▶ MATERIAL FOR THIS EXERCISE:

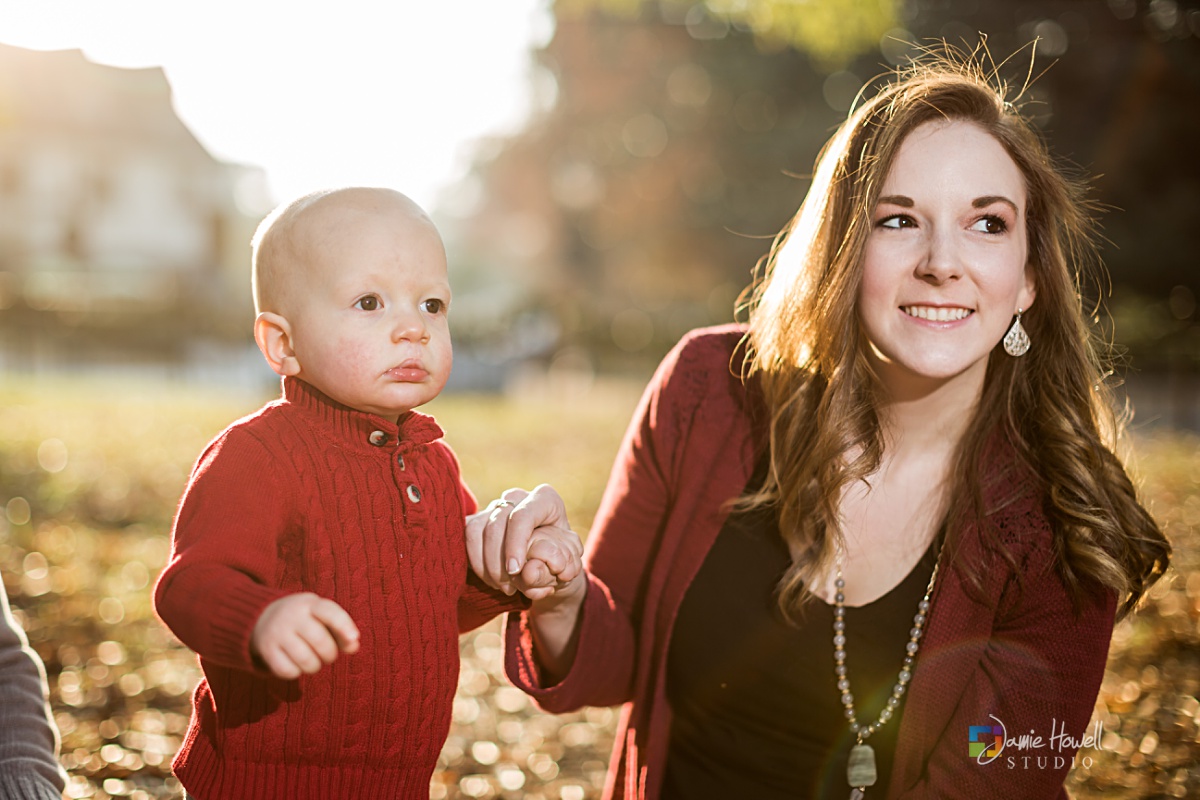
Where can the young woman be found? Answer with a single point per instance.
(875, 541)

==

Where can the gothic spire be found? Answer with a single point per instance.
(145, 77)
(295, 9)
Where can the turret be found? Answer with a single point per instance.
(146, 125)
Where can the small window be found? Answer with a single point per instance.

==

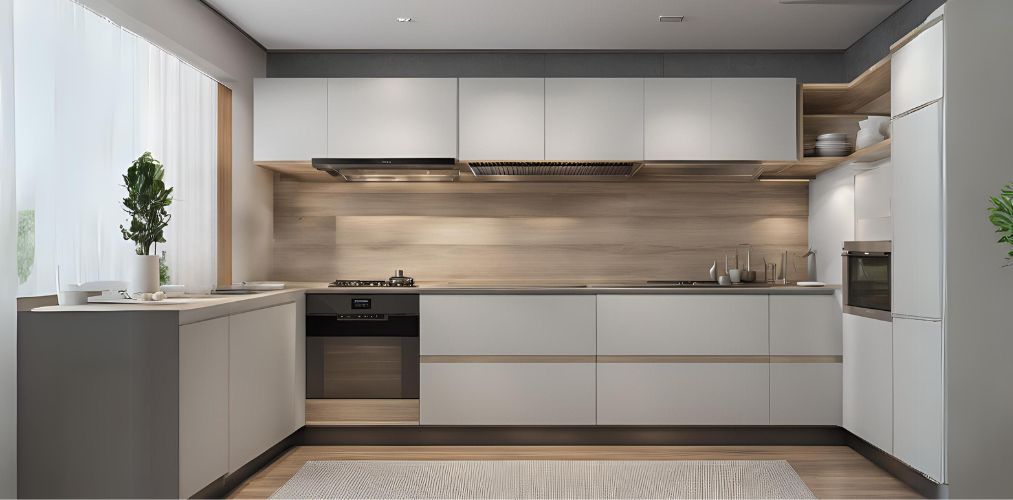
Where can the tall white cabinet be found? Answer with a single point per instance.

▶ THE REQUEST:
How many lines in the records above contain the word "point"? Case counts, so match capital and lowercase letters precisely, and reply with the number alone.

▶ ANSWER TO THIS TASK:
5